- Supplied passage:
All-in-all I say Thank you Sam.
The toughness reminded me of "the good old days" that a few of you have been talking about lately.

Anonymous 1:15 PM  

what a disappointment after yesterday.

Matthew G. 1:30 PM  

I agree with Rex on FRIEND ZONE. Those of you arguing that it can be gender-neutral, I HEAR YA, but there's no question that FRIEND ZONE *originated* as a term used by sullen straight dudes to whine about women who enjoy their platonic company but aren't sexually attracted to them. And that origin is quite recent. So it retains that connotation even if some women have used the term along the way, too. The best practice is to avoid the term, I'd say.

jberg 1:34 PM  

OXES in the puzzle, MILLENNIUMS on the front page ( in the story on the Euphrates, which doesn’t start from a glacier). The end of the world is at hand.

I’m with @Lewis and (I think) @Z— it’s better if you can’t tell what kind of a puzzle it is by the calendar.

I finally got the gimmick with EVERY SO OFTEN, which helped with a couple other answers.

As I’ve seen FRIEND ZONE used, it’s more specific— you gradually realize you’re in love with someone who’s already a friend, but either he or she doesn’t feel the same way or you are too scared to find out. More a sense of wistfulness than entitlement— but I get the point that it may be used differently by some.

I knew MYELIN once I figured out it wasn’t my Elon, but had “hair bra” for too long—as in many pictures of Lady Godiva, or of mermaids. Kept me from seein NERO.

I guessed EMO POP— then looked it up to confirm it’s a thing. But DNF because I put in Eure for the river, and left the U even after I got the first A. Lots of people say YU for you, was my rationalization (actually no, they say U.)

@Nancy— missing a tennis clue! Talk about outsmarting yourself.

Masked and Anonymous 2:07 PM  

@RP: Why shouldn't any crossword day have a theme? Is it just your well-known preference for themeless puzs, combined with a NYTPuz traditionalist bent?

Consider …
* Some regularly published [very good] crosswords have no themes and come out on a Monday. (BEQ puzs and New Yorker puzs, e.g.)
* NYTPuzs have a tradition of breakin with many crossword traditions. Part of their charm.
* Runt puzs are sometimes (34.86%) themeless, and are traditionally pitiful. Part of their charm.
* What better place to sneak in a puz with a bogus cross-ref theme, than on a day when people anticipate themelessness? Too sadistic, U say? HAND-PENCIL, M&A says.

M&Also

Anonymous 2:09 PM  

Rex, the inumerate (see his risible chart) now claims on twitter he doesnt read the comments here. I can only marvel at his ESP that enabled him to insult me by twisting my comment into a jab at me. If he didnt read it someine read it to him. Thats a distinction witnout a difference. That makes Mr. Sharp a liar.

- Challenges:
1. In the crossword comment thread, why does Matthew G. say the best practice is to avoid the term FRIEND ZONE?
2. Answer these questions from the crossword comment thread:
(a) What did jberg have in place for too long, which kept him from seeing NERO?
(b) What share of runt puzzles does Masked and Anonymous say are themeless?
(c) Which two crosswords does Masked and Anonymous cite as having no themes and coming out on a Monday?
3. Write the next comment in the crossword comment thread.

- Data block:

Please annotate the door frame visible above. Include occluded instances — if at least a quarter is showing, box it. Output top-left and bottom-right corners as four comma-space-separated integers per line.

- Answers to the problems:
1. He says the term originated, quite recently, with sullen straight men complaining about women who enjoy their platonic company but aren't sexually attracted to them. So it keeps that connotation even though some women have also used it.

2.
(a) "hair bra"
(b) 34.86%
(c) BEQ puzzles and New Yorker puzzles

3.
Anonymous 2:15 PM  

Matthew G,
Citatation needed. I beleive the exact opposite. A coinage developed as a shorthand by girls to desribe the romantic worthiness of any guy. A rating system existing independly of particular attachments or even events.

Anonymous 2:19 PM  

Wonder if Rex noticed that in his soduku infographic, Maleskas best year isnt any better than WS's. What is his grudge agianst The Hoosier?

RVA flier 2:25 PM  

Thoroughly enjoyed this puzzle. The review here, not so much. Why so angry and negative? Done coming here for a while.

Sea Lion outta here 2:31 PM  

AAHHHHH... I'm officially done with this blog. The PC nonsense is way out of control. FRIENDZONE offends you? Really?? You do realize that this PC crap helped get Trump elected and keeps playing right into his hand. Stop the insanity!

Aketi 2:36 PM  

I may have figured out the literal downs thanks to BAD TO THE BONE (I saw George Thorogood in Sacramento in the late 1970s before the album came out) but I got stuck for the longest time on MODEL UN. Inexcusable since my son was on his high school team and I chaperoned some of the trips.

@Bob Mills, seriously? I’m pretty sure you’re joking, but if not: Take your shirt off, look down, and place your hands over your pecs. You’ve made one.

Now please don’t ask M&A to explain HAND JOCK, which caused my iced cappuccino to go up my nose when I read it.

@Paul Rippey, you have not kept up with the inroads young women have made into engineering schools. Your statement would have been true when my Dad dissuaded me from choosing engineering as a career. Since It was tough enough to survive the boys in high school when I was the lone girl in architecture and drafting classes I didn’t really question his advice at the time. When I toured colleges with my son when he was in high school I was actually enthralled by the direction engineering had taken and with the increases in young women going into engineering I would have unhesitatingly applied myself if I were younger. The better programs are integrating engineering across other fields like business and design.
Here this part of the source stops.